=== AVAILABLE RECORDS ===
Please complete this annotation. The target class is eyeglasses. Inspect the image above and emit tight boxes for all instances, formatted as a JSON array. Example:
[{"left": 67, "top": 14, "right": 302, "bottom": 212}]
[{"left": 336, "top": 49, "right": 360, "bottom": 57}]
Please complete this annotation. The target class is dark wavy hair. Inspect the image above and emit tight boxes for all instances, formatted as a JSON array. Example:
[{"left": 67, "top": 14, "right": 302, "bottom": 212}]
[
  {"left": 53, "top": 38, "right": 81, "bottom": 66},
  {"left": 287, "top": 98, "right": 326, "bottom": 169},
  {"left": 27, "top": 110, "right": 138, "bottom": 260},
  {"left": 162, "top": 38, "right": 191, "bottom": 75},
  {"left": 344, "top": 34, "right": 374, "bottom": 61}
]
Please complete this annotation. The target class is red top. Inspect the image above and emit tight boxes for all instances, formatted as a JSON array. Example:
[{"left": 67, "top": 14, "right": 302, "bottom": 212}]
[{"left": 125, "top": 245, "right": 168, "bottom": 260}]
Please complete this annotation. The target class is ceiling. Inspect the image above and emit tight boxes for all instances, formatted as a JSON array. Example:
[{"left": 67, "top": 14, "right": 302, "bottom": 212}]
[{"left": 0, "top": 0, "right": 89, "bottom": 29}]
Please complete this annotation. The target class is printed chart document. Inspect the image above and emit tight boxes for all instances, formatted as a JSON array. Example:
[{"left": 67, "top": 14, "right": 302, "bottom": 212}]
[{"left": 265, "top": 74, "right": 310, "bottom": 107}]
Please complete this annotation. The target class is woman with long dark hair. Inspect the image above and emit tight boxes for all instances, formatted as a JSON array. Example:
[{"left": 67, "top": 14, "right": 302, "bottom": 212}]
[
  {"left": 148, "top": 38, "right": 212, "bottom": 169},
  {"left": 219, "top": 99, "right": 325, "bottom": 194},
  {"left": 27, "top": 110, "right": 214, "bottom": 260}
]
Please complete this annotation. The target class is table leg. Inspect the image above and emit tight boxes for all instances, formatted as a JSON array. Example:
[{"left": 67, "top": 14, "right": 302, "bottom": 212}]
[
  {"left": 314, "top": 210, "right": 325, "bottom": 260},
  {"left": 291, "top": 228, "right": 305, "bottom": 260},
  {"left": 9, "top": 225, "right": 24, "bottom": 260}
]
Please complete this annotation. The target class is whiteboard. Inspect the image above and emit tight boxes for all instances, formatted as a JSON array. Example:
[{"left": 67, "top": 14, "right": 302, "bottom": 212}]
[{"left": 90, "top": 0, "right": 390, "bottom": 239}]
===
# WHAT IS ASKED
Reproduce all of the data above, swapping each "target class" for "object category" and keeping every other character the same.

# RESULT OF THIS EXERCISE
Please complete this annotation. The object category is eyeglasses. Inspect the image above and emit tight boxes for all instances, formatted as a JSON array. Example:
[{"left": 67, "top": 14, "right": 302, "bottom": 212}]
[{"left": 336, "top": 49, "right": 360, "bottom": 57}]
Please complete this annotation. The object category is dark wavy hair. Inspect the image above and emit tight boxes for all instances, formatted as a JSON array. Example:
[{"left": 67, "top": 14, "right": 302, "bottom": 212}]
[
  {"left": 53, "top": 38, "right": 81, "bottom": 66},
  {"left": 287, "top": 98, "right": 326, "bottom": 169},
  {"left": 27, "top": 110, "right": 138, "bottom": 260},
  {"left": 162, "top": 38, "right": 191, "bottom": 75},
  {"left": 344, "top": 34, "right": 374, "bottom": 61}
]
Please complete this annotation. The object category is red top. Inspect the image above and emit tight boxes for all instances, formatted as a JSON array. Example:
[{"left": 67, "top": 14, "right": 302, "bottom": 212}]
[{"left": 125, "top": 245, "right": 168, "bottom": 260}]
Please complete this annotation. The object category is ceiling. Inspect the image above and emit tight boxes for all instances, formatted as a JSON array. Example:
[{"left": 67, "top": 14, "right": 302, "bottom": 212}]
[{"left": 0, "top": 0, "right": 89, "bottom": 29}]
Please complete this annotation. The object category is printed chart document. Inspect the image above and emit tight boxes for all instances, formatted as a JSON array. Example:
[{"left": 67, "top": 14, "right": 302, "bottom": 212}]
[{"left": 265, "top": 74, "right": 310, "bottom": 107}]
Please complete this annotation. The object category is woman with long dark hair. Inspect the image above and emit tight boxes for all instances, formatted as a JSON array. Example:
[{"left": 67, "top": 14, "right": 302, "bottom": 212}]
[
  {"left": 148, "top": 38, "right": 212, "bottom": 169},
  {"left": 219, "top": 99, "right": 325, "bottom": 194},
  {"left": 27, "top": 110, "right": 214, "bottom": 260}
]
Please complete this annotation. The object category is table leg. Inspect the image above and emit tight boxes for all instances, formatted as a JSON array. Example:
[{"left": 67, "top": 14, "right": 302, "bottom": 212}]
[
  {"left": 314, "top": 210, "right": 325, "bottom": 260},
  {"left": 291, "top": 228, "right": 305, "bottom": 260},
  {"left": 9, "top": 225, "right": 24, "bottom": 260}
]
Please complete this annotation. The object category is whiteboard. Inspect the image above and emit tight boxes for all instances, formatted as a JSON array. Example:
[{"left": 67, "top": 14, "right": 302, "bottom": 212}]
[{"left": 90, "top": 0, "right": 390, "bottom": 239}]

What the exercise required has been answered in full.